_Supplied text_
^^^^
The report valued real property owned by Piney Mountain in 1979 and was written by Jack Ochsenreiter, who died prior to the trial in this case. Defendant’s witness Baxter Taylor offered an expert opinion as to the value of Piney Mountain’s land in 1979. Defendant asserts that Taylor’s opinion was based in part on the appraisal report and that the report should have been admitted into evidence.

The appraisal report was of questionable relevance to the issue of whether plaintiff made a loan to defendant. Even assuming arguendo that the report was somehow relevant, its exclusion did not prejudice defendant since Taylor was able to offer an opinion on the value of Piney Mountain’s land in 1979.

[4] Defendant also contends that “the trial court erred in refusing to admit into evidence defendant’s witness Taylor’s testimony of his conversation with a deceased person, under Evidence Rule 804.”

Defendant offered Taylor’s testimony concerning a conversation Taylor had with Harry Browning, now deceased, who had been the controller of both defendant and Piney Mountain. Defendant argues that the trial court erred in refusing to admit the testimony without making findings of fact consistent with Evidence Rule 804(b)(5).
^^^^
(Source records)

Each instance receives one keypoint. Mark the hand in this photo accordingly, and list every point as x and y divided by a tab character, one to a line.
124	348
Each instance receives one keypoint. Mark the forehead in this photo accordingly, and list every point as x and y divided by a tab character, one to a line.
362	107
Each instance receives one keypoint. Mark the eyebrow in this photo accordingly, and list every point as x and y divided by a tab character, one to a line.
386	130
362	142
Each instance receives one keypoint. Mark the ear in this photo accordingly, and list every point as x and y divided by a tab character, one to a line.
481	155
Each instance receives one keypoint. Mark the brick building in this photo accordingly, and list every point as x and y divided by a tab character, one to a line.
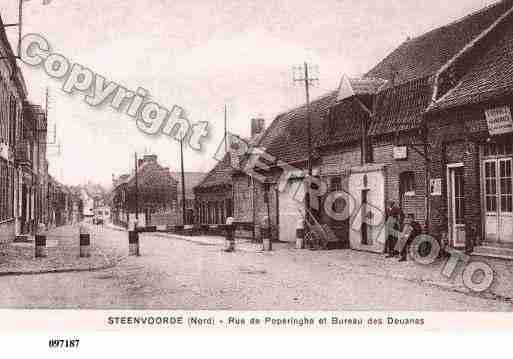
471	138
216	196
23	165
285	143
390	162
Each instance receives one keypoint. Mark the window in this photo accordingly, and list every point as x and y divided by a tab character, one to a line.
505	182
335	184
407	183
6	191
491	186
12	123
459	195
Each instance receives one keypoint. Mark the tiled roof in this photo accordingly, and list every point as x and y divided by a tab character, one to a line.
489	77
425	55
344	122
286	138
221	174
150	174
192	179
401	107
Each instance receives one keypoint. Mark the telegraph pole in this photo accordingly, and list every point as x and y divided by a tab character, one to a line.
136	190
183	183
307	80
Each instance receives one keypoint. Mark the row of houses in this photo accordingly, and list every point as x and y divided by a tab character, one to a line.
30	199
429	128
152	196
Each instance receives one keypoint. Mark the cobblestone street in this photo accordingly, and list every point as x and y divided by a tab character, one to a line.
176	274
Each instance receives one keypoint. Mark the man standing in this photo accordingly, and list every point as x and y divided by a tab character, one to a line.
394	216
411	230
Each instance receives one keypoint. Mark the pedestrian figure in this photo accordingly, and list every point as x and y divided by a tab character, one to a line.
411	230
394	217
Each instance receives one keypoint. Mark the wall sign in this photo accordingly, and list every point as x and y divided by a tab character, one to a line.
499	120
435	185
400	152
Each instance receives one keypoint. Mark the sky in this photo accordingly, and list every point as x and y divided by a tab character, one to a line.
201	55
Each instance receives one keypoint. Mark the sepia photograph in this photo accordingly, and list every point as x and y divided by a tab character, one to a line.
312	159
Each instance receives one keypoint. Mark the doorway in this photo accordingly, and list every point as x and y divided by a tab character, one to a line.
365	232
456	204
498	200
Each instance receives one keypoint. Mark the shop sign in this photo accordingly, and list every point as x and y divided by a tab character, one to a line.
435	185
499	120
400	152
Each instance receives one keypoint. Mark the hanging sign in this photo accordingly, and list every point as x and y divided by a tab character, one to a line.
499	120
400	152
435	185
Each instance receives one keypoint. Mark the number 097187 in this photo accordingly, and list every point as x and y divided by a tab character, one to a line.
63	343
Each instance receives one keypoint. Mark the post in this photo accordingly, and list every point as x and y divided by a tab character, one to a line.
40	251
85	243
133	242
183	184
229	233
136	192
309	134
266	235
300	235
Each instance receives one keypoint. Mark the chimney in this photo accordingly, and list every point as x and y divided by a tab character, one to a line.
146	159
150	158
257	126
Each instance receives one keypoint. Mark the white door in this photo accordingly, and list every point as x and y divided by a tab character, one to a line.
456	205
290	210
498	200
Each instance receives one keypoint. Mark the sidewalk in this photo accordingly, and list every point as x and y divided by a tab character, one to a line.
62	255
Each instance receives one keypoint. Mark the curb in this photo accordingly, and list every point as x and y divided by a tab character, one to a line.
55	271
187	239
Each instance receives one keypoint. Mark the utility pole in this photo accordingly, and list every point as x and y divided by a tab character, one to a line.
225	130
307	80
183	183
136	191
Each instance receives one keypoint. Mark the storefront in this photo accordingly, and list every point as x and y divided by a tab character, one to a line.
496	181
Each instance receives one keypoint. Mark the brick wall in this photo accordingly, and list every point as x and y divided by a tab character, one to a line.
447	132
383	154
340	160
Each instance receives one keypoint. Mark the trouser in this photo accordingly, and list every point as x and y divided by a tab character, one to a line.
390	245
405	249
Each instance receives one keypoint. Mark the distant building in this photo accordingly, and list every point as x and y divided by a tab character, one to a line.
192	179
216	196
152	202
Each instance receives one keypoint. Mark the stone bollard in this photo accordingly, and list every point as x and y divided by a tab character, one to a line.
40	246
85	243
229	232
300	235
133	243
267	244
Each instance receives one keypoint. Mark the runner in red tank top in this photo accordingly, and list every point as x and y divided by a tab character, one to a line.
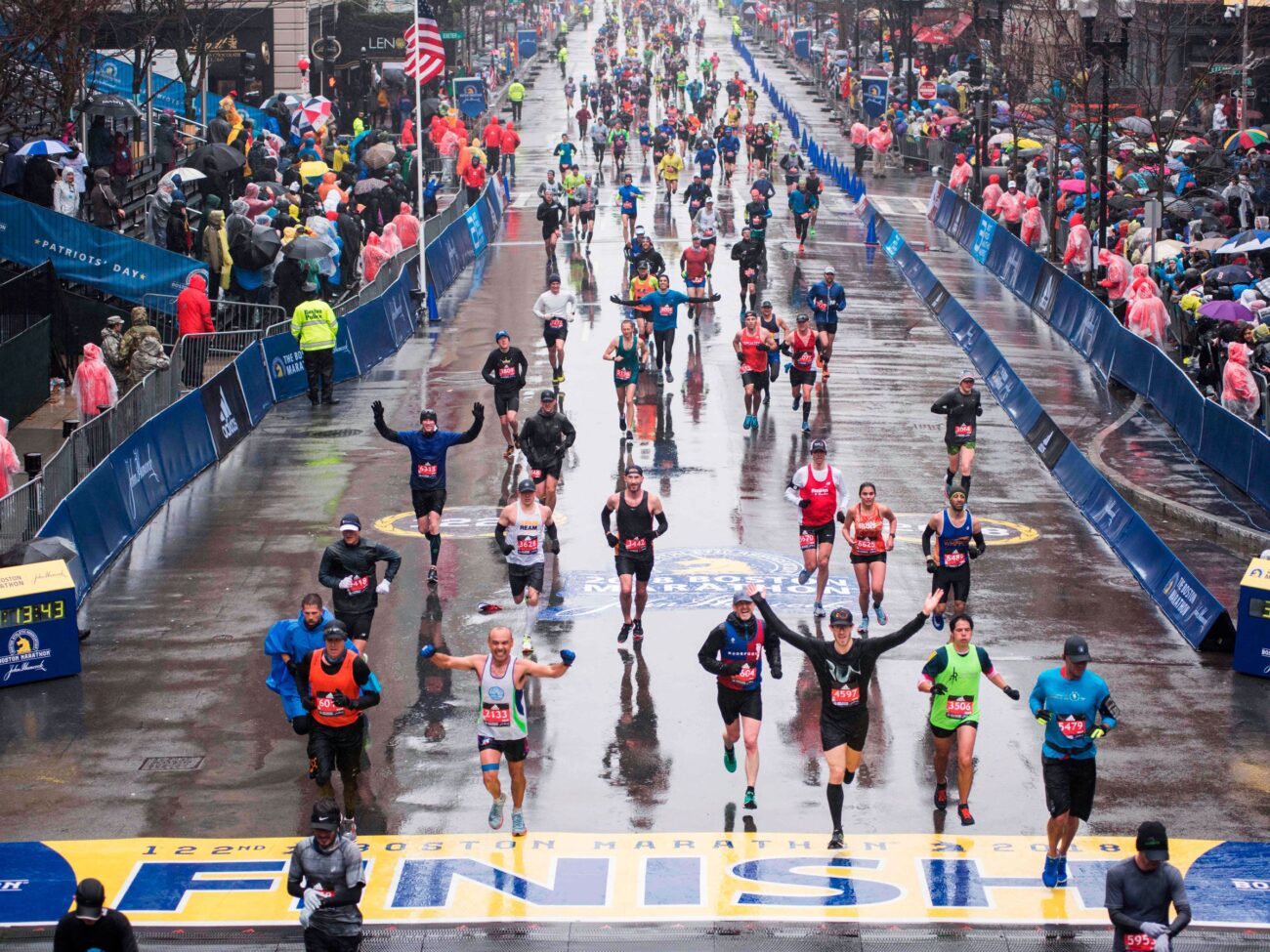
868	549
^^^^
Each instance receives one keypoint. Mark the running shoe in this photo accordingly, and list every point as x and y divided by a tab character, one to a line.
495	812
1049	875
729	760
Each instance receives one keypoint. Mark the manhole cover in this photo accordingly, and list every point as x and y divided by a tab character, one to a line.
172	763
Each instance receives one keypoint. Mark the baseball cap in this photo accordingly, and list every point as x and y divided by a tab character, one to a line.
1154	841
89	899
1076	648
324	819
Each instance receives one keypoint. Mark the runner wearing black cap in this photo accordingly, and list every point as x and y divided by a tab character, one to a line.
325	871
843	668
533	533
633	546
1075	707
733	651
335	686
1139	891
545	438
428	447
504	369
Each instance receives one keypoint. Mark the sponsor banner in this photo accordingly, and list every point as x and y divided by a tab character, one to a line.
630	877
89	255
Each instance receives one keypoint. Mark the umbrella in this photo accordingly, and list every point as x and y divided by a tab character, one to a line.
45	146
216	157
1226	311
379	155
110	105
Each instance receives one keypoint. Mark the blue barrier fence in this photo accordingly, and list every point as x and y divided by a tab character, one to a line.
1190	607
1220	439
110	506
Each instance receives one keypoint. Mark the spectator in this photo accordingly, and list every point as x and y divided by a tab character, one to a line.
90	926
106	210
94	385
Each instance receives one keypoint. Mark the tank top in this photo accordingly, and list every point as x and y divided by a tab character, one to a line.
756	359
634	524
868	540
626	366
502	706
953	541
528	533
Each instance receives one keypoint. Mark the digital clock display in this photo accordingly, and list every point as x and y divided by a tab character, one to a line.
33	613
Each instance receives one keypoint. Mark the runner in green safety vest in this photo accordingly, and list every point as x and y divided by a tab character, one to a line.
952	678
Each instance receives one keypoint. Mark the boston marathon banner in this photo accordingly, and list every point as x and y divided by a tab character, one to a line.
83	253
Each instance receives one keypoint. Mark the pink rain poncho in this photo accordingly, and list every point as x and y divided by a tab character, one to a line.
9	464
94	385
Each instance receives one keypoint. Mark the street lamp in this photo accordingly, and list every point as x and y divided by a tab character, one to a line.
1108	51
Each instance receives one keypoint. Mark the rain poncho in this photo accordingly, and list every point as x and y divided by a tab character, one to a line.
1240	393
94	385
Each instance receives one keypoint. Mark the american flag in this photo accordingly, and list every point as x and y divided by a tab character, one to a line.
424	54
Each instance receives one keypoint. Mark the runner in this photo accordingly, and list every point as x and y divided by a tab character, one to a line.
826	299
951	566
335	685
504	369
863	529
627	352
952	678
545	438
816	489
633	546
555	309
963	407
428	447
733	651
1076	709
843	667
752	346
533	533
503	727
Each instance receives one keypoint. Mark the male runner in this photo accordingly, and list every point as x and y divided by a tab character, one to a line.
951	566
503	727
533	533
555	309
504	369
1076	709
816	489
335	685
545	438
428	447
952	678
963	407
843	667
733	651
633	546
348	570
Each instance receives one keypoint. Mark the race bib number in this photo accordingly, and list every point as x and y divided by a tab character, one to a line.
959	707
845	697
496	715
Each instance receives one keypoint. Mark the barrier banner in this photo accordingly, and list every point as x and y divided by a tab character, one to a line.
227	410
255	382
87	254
^^^^
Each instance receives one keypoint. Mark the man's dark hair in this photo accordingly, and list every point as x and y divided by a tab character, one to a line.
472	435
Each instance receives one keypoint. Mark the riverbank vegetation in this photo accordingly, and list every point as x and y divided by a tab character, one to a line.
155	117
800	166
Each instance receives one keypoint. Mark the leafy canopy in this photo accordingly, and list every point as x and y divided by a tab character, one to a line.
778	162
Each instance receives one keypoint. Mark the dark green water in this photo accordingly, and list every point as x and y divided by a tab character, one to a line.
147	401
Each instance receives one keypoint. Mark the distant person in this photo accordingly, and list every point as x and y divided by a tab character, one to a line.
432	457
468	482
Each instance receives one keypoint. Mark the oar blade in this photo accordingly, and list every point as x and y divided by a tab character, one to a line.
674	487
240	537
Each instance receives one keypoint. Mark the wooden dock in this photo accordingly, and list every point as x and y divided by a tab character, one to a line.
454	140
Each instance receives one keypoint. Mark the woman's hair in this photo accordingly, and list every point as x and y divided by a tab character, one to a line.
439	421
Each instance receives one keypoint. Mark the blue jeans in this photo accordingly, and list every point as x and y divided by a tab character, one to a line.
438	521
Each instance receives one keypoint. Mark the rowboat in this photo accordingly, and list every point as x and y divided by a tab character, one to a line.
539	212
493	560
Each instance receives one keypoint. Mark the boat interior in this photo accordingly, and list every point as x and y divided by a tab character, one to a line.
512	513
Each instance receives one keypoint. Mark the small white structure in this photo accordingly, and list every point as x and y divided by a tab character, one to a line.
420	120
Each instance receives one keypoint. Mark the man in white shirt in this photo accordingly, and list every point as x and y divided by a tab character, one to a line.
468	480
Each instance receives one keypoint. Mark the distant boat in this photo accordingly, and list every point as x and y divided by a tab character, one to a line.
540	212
^^^^
_Tasks to carry out_
a - From the court opinion excerpt, reproduce the passage from "The report valued" up to and including "on the value of Piney Mountain’s land in 1979.", swapping "appraisal report" for "valuation report".
b - According to the court opinion excerpt, who wrote the report that valued Piney Mountain's real property in 1979?
c - List every person named in the court opinion excerpt.

_The answers_
a -
The report valued real property owned by Piney Mountain in 1979 and was written by Jack Ochsenreiter, who died prior to the trial in this case. Defendant’s witness Baxter Taylor offered an expert opinion as to the value of Piney Mountain’s land in 1979. Defendant asserts that Taylor’s opinion was based in part on the valuation report and that the report should have been admitted into evidence.

The valuation report was of questionable relevance to the issue of whether plaintiff made a loan to defendant. Even assuming arguendo that the report was somehow relevant, its exclusion did not prejudice defendant since Taylor was able to offer an opinion on the value of Piney Mountain’s land in 1979.

b - Jack Ochsenreiter

c - Jack Ochsenreiter, Baxter Taylor, Harry Browning